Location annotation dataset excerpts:

- - - - -

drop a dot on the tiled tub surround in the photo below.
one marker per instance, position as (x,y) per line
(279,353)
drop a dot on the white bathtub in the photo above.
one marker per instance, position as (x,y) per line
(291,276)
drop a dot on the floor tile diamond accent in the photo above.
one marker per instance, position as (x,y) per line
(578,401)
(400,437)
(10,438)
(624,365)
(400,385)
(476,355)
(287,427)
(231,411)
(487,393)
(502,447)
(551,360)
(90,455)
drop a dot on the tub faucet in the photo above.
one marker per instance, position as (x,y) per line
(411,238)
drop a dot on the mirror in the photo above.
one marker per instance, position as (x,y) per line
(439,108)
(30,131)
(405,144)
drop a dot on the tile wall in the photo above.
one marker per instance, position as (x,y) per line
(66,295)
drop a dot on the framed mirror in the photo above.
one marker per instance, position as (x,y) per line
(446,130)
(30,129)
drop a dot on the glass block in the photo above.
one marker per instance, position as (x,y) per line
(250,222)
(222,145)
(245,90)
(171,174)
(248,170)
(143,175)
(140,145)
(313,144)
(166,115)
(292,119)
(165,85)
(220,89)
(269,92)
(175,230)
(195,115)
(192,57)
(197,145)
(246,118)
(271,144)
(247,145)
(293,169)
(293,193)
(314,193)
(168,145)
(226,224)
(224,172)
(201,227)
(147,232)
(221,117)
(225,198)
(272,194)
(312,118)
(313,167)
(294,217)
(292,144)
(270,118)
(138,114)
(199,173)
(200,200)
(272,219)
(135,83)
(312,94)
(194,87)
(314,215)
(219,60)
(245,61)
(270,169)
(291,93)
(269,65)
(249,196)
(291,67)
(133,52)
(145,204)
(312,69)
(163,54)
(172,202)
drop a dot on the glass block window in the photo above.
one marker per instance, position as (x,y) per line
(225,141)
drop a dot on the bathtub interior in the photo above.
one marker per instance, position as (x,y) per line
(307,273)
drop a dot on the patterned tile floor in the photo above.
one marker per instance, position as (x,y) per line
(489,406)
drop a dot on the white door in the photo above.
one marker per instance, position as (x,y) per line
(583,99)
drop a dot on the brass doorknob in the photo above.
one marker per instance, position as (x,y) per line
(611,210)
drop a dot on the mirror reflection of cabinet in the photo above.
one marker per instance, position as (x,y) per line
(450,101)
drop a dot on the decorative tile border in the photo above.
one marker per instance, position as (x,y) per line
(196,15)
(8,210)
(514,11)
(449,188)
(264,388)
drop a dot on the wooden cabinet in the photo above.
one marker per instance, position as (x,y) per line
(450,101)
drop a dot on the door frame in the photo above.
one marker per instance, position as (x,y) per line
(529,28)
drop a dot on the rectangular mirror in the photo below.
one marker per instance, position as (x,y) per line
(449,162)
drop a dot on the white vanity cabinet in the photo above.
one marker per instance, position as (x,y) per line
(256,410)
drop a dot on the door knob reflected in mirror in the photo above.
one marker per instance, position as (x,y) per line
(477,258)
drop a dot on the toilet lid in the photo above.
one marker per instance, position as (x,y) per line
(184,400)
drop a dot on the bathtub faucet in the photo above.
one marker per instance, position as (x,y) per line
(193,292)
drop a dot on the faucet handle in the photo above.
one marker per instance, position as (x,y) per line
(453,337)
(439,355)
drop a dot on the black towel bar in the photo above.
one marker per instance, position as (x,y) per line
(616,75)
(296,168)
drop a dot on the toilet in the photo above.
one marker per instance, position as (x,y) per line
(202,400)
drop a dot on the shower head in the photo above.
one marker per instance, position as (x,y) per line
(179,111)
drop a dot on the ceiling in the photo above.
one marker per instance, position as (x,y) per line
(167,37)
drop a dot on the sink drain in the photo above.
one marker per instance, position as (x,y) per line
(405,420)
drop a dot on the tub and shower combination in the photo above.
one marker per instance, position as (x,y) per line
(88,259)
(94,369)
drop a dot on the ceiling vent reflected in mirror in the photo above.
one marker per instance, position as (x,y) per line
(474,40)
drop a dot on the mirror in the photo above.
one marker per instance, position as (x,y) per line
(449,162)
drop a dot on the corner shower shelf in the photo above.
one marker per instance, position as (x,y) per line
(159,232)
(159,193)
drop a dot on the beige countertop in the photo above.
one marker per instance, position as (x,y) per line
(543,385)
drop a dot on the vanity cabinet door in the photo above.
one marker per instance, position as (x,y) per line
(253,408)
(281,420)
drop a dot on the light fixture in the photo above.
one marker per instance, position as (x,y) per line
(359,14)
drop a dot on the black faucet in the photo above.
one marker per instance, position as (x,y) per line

- - - - -

**Short problem:** Print the material above once more, exactly.

**Solution to this task:**
drop a dot on the tiled tub surround in the photo below.
one marker per instance, position as (x,y) per line
(279,353)
drop a dot on the white bathtub in the photo above.
one marker per instance, position as (x,y) per line
(291,276)
drop a dot on the floor tile diamond accent in the photo above.
one marker per instance, position as (x,y) per line
(578,401)
(400,437)
(10,438)
(624,365)
(400,385)
(476,355)
(287,427)
(231,411)
(487,393)
(502,447)
(551,360)
(90,455)
drop a dot on the tub faucet in the photo above.
one marker per instance, position as (x,y) per line
(411,238)
drop a dot on the mirror in the photo above.
one marker per instance, position as (x,y) per line
(439,108)
(30,131)
(405,144)
drop a dot on the tile wall in the photo above.
one marker per instance, position as (x,y) per line
(66,295)
drop a dot on the framed mirror in the photo above.
one marker per instance, position as (x,y) per line
(446,130)
(30,129)
drop a dot on the glass block in the photo above.
one marker per instance, position as (x,y) per line
(250,222)
(222,145)
(245,90)
(171,174)
(248,170)
(143,175)
(140,145)
(313,144)
(166,115)
(292,119)
(165,85)
(220,89)
(269,92)
(175,230)
(195,115)
(192,57)
(197,145)
(246,118)
(271,144)
(247,145)
(293,169)
(293,193)
(314,193)
(168,145)
(226,224)
(224,172)
(201,227)
(147,232)
(221,117)
(225,198)
(272,194)
(312,118)
(313,167)
(294,217)
(292,144)
(270,118)
(138,114)
(199,173)
(200,200)
(272,219)
(135,83)
(312,94)
(194,87)
(314,215)
(219,60)
(245,61)
(270,169)
(291,93)
(269,65)
(249,196)
(291,67)
(133,52)
(145,204)
(312,69)
(163,54)
(172,202)
drop a dot on the glass block window in the photo above.
one marker per instance, position as (x,y) per line
(225,141)
drop a dot on the bathtub interior in the photo above.
one marker per instance, position as (x,y) per line
(307,273)
drop a dot on the patterned tile floor in the photo above.
one marker per instance, position as (x,y) per line
(489,406)
drop a dot on the white door in the photo above.
one marker per instance, position as (x,y) per line
(583,99)
drop a dot on the brass doorknob in the photo above.
one marker per instance, position as (x,y) per line
(611,210)
drop a dot on the mirror reflection of cabinet in the photo above.
one marker per instance, position as (x,y) per line
(450,101)
drop a dot on the decorative tile border in the photo above.
one marker per instance, position as (x,y) per line
(196,15)
(8,210)
(514,11)
(449,188)
(264,388)
drop a dot on the wooden cabinet in the photo above.
one marker per instance, position as (x,y) per line
(450,101)
drop a dot on the door frame in the photo above.
one marker per instance, position as (x,y) per line
(529,28)
drop a dot on the rectangular mirror in the photo below.
one marker per instance, position as (x,y) per line
(449,162)
drop a dot on the white vanity cabinet in the photo above.
one marker per instance, position as (x,y) per line
(256,410)
drop a dot on the door knob reflected in mirror in the photo above.
one marker per instance, position as (x,y) per line
(477,258)
drop a dot on the toilet lid in the photo above.
one marker per instance, position as (x,y) per line
(184,400)
drop a dot on the bathtub faucet in the photo above.
one marker per instance, position as (x,y) per line
(193,292)
drop a dot on the faucet handle in the photo above.
one marker per instance, position as (x,y) per line
(453,337)
(439,355)
drop a dot on the black towel bar in the photo above.
one marker per instance, position as (x,y) per line
(616,75)
(296,168)
drop a dot on the toilet in the photo above.
one marker per instance, position as (x,y) per line
(202,400)
drop a dot on the shower head in the photo above.
one marker per instance, position as (x,y) per line
(179,111)
drop a dot on the ceiling in the photo above.
one marker per instance, position as (x,y) per line
(167,37)
drop a dot on the sink drain in the photo above.
one marker per instance, position as (x,y) per line
(405,420)
drop a dot on the tub and shower combination in the photo above.
one marker per instance, position as (x,y) per line
(88,259)
(94,369)
drop a dot on the ceiling vent reflected in mirror in the photo above.
one marker per instance, position as (x,y) per line
(474,40)
drop a dot on the mirror in the photo above.
one marker per instance, position as (x,y) per line
(449,162)
drop a dot on the corner shower shelf in the photo above.
one marker per instance, position as (x,y) per line
(159,232)
(159,193)
drop a dot on the beige countertop in the photo above.
one marker per instance, position as (x,y) per line
(543,385)
drop a dot on the vanity cabinet door in the photo above.
one marker per instance, position as (x,y) per line
(253,408)
(281,420)
drop a dot on the light fixture in the photo above.
one marker per instance, position as (x,y) per line
(359,14)
drop a dot on the black faucet in the photo above.
one marker per instance, position as (x,y) per line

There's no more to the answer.